OBJECTIVE
Pictures appear in the records below; write out everything else exactly.

____

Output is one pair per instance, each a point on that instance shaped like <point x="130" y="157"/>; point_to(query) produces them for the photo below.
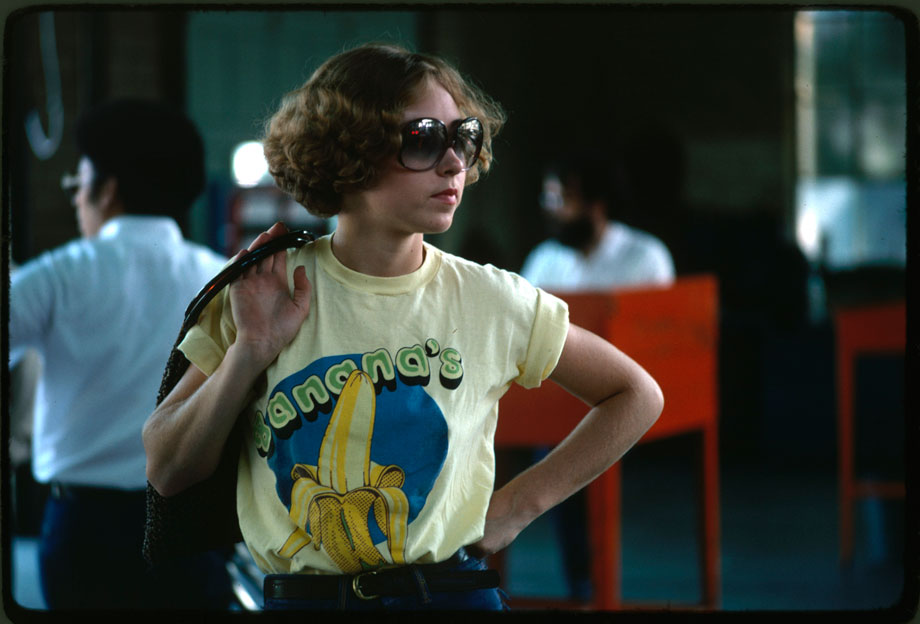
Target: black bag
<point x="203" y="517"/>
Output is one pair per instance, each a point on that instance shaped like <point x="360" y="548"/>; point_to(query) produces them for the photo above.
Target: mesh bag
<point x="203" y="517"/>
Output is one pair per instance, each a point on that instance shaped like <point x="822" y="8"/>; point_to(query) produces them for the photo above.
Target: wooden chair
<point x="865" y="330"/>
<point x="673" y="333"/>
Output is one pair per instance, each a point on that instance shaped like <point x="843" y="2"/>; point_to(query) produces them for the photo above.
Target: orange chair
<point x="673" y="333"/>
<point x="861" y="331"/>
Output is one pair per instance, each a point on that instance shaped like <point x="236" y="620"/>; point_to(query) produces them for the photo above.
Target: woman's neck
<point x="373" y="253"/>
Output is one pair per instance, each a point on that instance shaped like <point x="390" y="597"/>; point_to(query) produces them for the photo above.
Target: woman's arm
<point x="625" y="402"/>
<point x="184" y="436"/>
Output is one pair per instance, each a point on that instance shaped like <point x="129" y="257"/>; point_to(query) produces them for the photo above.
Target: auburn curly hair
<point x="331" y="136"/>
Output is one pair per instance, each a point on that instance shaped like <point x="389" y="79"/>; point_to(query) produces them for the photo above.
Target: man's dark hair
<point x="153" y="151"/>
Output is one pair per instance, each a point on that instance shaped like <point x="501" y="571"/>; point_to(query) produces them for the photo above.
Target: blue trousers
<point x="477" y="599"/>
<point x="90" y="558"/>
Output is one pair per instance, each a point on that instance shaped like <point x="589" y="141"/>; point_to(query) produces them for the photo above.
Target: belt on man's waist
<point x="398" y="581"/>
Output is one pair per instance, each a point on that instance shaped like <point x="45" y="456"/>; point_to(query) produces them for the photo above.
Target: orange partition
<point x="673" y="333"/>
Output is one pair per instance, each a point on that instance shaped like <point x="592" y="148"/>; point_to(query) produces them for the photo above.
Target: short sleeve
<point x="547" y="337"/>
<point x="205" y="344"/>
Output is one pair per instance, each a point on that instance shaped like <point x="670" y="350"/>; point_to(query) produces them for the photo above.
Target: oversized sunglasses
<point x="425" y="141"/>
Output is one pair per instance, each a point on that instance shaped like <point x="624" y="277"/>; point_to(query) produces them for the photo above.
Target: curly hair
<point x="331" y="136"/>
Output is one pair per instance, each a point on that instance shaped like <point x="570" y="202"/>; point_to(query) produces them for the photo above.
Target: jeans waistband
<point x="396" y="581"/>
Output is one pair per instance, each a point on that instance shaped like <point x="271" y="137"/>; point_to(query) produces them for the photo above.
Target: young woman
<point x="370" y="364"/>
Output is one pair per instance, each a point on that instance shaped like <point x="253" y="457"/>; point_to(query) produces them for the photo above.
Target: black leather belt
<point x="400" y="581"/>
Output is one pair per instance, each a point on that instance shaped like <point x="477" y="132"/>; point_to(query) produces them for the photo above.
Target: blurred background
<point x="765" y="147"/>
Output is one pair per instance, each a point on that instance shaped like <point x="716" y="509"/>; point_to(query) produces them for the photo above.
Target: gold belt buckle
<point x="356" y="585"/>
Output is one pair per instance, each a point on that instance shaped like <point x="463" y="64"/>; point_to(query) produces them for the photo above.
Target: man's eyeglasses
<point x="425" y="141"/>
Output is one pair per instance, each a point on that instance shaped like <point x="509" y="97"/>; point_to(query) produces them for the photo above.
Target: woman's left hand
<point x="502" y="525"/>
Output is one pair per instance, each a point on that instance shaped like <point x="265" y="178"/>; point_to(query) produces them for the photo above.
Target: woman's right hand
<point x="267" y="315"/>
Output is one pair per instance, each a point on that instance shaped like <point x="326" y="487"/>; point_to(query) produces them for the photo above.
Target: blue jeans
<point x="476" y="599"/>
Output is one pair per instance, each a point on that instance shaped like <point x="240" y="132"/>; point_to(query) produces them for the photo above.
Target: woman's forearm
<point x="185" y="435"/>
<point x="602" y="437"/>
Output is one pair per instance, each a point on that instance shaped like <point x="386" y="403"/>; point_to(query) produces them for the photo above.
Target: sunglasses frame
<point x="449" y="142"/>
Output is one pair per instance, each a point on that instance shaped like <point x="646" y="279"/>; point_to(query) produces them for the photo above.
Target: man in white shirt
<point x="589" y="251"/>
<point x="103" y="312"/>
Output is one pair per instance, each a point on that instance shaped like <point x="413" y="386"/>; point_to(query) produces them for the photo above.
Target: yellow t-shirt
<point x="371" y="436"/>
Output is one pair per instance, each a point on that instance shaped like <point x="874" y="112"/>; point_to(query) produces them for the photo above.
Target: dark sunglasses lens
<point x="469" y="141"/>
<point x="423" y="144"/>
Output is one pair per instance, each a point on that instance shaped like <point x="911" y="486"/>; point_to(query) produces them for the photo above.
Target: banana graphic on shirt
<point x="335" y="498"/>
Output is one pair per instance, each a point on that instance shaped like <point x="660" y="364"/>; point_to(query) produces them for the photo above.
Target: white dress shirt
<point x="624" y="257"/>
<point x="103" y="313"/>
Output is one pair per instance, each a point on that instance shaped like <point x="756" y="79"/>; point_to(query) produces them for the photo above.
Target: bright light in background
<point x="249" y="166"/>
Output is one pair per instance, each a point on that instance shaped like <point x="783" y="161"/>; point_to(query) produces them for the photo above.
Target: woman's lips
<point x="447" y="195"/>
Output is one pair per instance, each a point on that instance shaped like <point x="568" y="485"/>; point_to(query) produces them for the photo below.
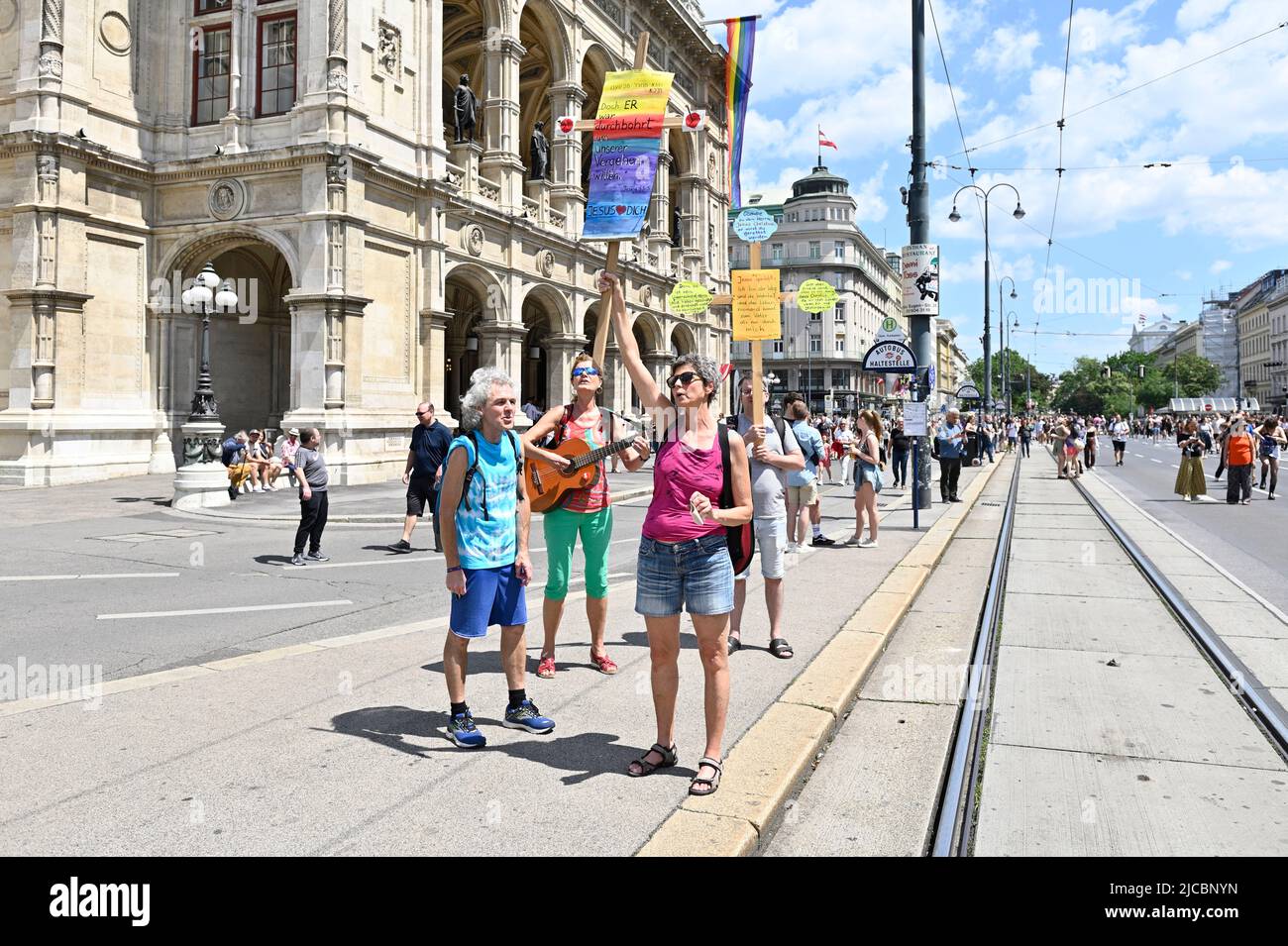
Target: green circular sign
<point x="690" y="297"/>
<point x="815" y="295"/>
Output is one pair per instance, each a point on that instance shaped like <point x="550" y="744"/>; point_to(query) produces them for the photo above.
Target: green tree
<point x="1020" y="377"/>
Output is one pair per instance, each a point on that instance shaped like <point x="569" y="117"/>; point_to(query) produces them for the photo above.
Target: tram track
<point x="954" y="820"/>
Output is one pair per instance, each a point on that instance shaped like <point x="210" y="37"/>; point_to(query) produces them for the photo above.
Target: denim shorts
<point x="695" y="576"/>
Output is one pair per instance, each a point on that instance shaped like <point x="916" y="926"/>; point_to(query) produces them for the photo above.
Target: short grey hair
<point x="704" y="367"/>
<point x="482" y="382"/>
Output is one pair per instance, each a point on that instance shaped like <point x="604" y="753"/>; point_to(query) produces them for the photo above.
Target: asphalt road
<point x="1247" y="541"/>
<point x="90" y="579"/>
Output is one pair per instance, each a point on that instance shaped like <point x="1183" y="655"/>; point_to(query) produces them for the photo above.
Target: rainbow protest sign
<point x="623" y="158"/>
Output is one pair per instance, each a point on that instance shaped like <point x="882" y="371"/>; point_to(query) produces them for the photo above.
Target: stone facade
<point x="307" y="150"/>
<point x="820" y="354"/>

____

WRITTEN SOLUTION
Output is one pair per instance, each a point on that instance shaped like <point x="130" y="157"/>; point_to(query) produces them for the photo below.
Target: black bag
<point x="203" y="517"/>
Output is one pair per instance, each a point on that instance shaped like <point x="360" y="548"/>; point_to(query) produces them for the photo above.
Target: mesh bag
<point x="203" y="517"/>
Output is one pair per instance, each a point on that instance shaped like <point x="822" y="8"/>; point_to(query) produces them for the photo above.
Target: wooden chair
<point x="865" y="330"/>
<point x="673" y="333"/>
Output is one pair per instance, each a point on that instance shaped like <point x="843" y="2"/>; point_to(query) produces them for the photo above.
Target: orange chair
<point x="673" y="333"/>
<point x="861" y="331"/>
Output is one pair per instance, each a point on that instance shaped like <point x="236" y="620"/>; point_to(query) produces them for the photo above.
Target: woman's neck
<point x="373" y="253"/>
Output is one pair per instance, each a point on that instance shaped like <point x="390" y="597"/>; point_to(query) produces them for the photo above.
Target: woman's arm
<point x="625" y="402"/>
<point x="184" y="436"/>
Output is one pair per instance, each a point on that instance shaped like <point x="129" y="257"/>; point_to(query) produces them for the photo above.
Target: auburn curly hair
<point x="331" y="136"/>
Output is one pair per instance, each a point on that instance shaped like <point x="389" y="79"/>; point_to(query) produces them for the photo above.
Target: man's dark hair
<point x="153" y="151"/>
Output is one pair per instance, each a point on that instance shaped like <point x="501" y="571"/>; point_to(query) produces them for the photo above.
Target: blue trousers
<point x="477" y="599"/>
<point x="90" y="558"/>
Output is one pair per instance, each a point on that instance shaped like <point x="589" y="141"/>; point_to(query) produces them for the photo above.
Target: belt on man's waist
<point x="398" y="581"/>
Output is one pair per instance, each a point on that instance shaped like <point x="45" y="456"/>; point_to(query) produces them for the photo above.
Target: orange partition
<point x="673" y="333"/>
Output is one pair per instance, each a point on that instance shaped like <point x="592" y="148"/>; point_to(query) produces them for the photo above.
Target: short sleeve
<point x="547" y="337"/>
<point x="205" y="344"/>
Output is one pair per instance, each a point on that instance shaped like <point x="670" y="350"/>; point_to(query) produces them for the photo above.
Target: oversized sunglasses
<point x="425" y="141"/>
Output is one pair per instance, each a point on that instance shaped like <point x="624" y="277"/>; point_to(query) produces them for the photo above.
Target: curly hair
<point x="331" y="136"/>
Output is one pair per instance, each a point on that instance shaped like <point x="570" y="202"/>; point_to(query) produces them for the photo above.
Target: jeans waistband
<point x="396" y="581"/>
Output is one pair per instance, each a point on that instance shaped like <point x="271" y="137"/>; point_to(query) produces them for the photo above.
Target: young woman
<point x="370" y="364"/>
Output is one pair per instance, each a point on that instance shaped like <point x="253" y="457"/>; point_to(query) produces them for the photo above.
Target: black leather belt
<point x="400" y="581"/>
Output is one pair per instance, each a point on that instance shaped like <point x="477" y="132"/>; point_to(query) produces them for the photo above.
Target: blurred background
<point x="765" y="147"/>
Output is one pair per instance, each a point on that instance shaped like <point x="716" y="509"/>; point_to(query) produces them for the photo above.
Target: gold belt buckle
<point x="356" y="585"/>
Output is one pair per instance, each a point on that instance shaped like <point x="463" y="64"/>; point_to(query) produces them for the photo above.
Target: man's eyeglasses
<point x="425" y="141"/>
Output is one pair per instance, each a point on that instance shaped like <point x="509" y="97"/>; point_to(query) produces them for the photo above.
Target: woman's left hand
<point x="502" y="525"/>
Output is one pair per instance, each a point on that instance shaped like <point x="265" y="178"/>; point_to(query) produces them for the photo above.
Target: woman's right hand
<point x="267" y="315"/>
Output is one pair per instance, each a point on that instance shaped like <point x="326" y="487"/>; point_to(query) produces them for the photo above.
Target: blue jeans
<point x="476" y="599"/>
Output is one pair per instance, each a point on that instance shaped like <point x="240" y="132"/>; point_to(query) produces them for the photo above.
Target: woman's forearm
<point x="185" y="435"/>
<point x="602" y="437"/>
Output is one pair per instance, each a point on that instance shaped like <point x="386" y="403"/>; point_to(query) produces them for the photo above.
Target: sunglasses frame
<point x="449" y="142"/>
Output is one pair per instance, each a point on that instance shaped like <point x="646" y="279"/>; point_to(query) produces them for the photo above.
Target: man in white shirt
<point x="589" y="251"/>
<point x="103" y="312"/>
Output is one pair per instance, each a point on that instance shaped like <point x="413" y="386"/>; point_to(query) produces them for the photo above.
Target: yellow t-shirt
<point x="371" y="436"/>
Output is one pair per instance, each a point on that instance shaped like <point x="874" y="112"/>; point_to(query) produces them for the photo above.
Target: dark sunglasses lens
<point x="469" y="141"/>
<point x="423" y="144"/>
Output is one pair per instance, each a point on that instance shaped like <point x="911" y="486"/>; point_to(query) produces them for the photo above.
Target: banana graphic on shirt
<point x="335" y="498"/>
Output is one pair per instance, each a point on that instance shaped like <point x="660" y="364"/>; point_to(query) produces them for the photo above.
Target: white dress shirt
<point x="624" y="257"/>
<point x="103" y="313"/>
Output is one pair per instance, each a point on that instance shaped like <point x="756" y="79"/>; point_to(query) produces them for the photo above.
Target: bright light in background
<point x="249" y="166"/>
Output is one pair per instance, each a point on that instance shaped like <point x="783" y="161"/>; point_to(query) produces them for the photo above.
Target: woman's lips
<point x="447" y="195"/>
Output is one pair per instance, each a point on that instance shaped like <point x="568" y="485"/>; point_to(query) produces them for the photo below.
Target: green circular sign
<point x="690" y="297"/>
<point x="815" y="295"/>
Output is one pair per instance, each a point on that instance shaped like <point x="550" y="744"/>; point_to(query) produces them for the photo above.
Target: green tree
<point x="1020" y="377"/>
Output is one pair per instance, each a point on that instance shaped like <point x="569" y="117"/>; point_to(query) produces them for the photo above.
Target: tram track
<point x="954" y="820"/>
Output is one pair per instance, each a point on that instance shaped like <point x="210" y="37"/>; point_to(query) produces them for the photo above.
Target: denim shorts
<point x="695" y="576"/>
Output is one pair per instance, each a point on that instance shaped like <point x="916" y="926"/>; point_to(query) produces them for the photo above.
Target: short grey hair
<point x="704" y="367"/>
<point x="482" y="382"/>
Output is one pair per instance, each a point on that instance shaped like <point x="604" y="753"/>; point_to(query) produces them for the photo above.
Target: asphalt road
<point x="1247" y="541"/>
<point x="90" y="579"/>
Output is one pair per instance, each a point on that instance shaped like <point x="1183" y="655"/>; point_to(query) produces them for the photo above.
Target: rainbow protest sign
<point x="623" y="158"/>
Output is one pair per instance, each a point on that instance shaped like <point x="882" y="371"/>; point_to(query) produces them for the photo above.
Target: stone facade
<point x="307" y="150"/>
<point x="820" y="354"/>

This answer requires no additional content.